### Task to complete
Find the string "black" in the records. Copy every line it appears in.

### Task input
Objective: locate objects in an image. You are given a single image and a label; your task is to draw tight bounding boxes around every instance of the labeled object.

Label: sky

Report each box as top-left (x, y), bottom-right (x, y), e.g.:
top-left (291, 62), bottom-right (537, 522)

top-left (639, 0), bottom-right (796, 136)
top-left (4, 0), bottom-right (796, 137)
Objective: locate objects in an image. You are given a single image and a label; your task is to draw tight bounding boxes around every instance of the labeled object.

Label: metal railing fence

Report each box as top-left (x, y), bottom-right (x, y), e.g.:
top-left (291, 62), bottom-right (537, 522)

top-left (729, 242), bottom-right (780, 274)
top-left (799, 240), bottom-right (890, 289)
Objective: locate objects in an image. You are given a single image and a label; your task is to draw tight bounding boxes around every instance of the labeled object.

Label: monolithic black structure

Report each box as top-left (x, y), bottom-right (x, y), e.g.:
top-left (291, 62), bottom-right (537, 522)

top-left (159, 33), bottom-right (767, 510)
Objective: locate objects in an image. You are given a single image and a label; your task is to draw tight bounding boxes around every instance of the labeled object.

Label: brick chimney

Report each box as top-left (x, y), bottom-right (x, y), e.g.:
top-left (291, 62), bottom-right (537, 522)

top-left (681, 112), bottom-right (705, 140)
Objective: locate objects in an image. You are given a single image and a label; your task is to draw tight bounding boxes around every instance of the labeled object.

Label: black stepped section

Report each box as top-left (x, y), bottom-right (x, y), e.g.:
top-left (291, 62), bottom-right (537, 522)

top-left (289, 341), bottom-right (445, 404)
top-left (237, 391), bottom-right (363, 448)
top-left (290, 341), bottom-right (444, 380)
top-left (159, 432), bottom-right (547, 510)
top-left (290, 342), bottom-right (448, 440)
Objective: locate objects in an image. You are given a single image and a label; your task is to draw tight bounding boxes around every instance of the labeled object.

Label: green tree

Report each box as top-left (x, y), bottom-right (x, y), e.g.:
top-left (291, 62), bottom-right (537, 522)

### Answer to the problem
Label: monolithic black structure
Label: black stepped section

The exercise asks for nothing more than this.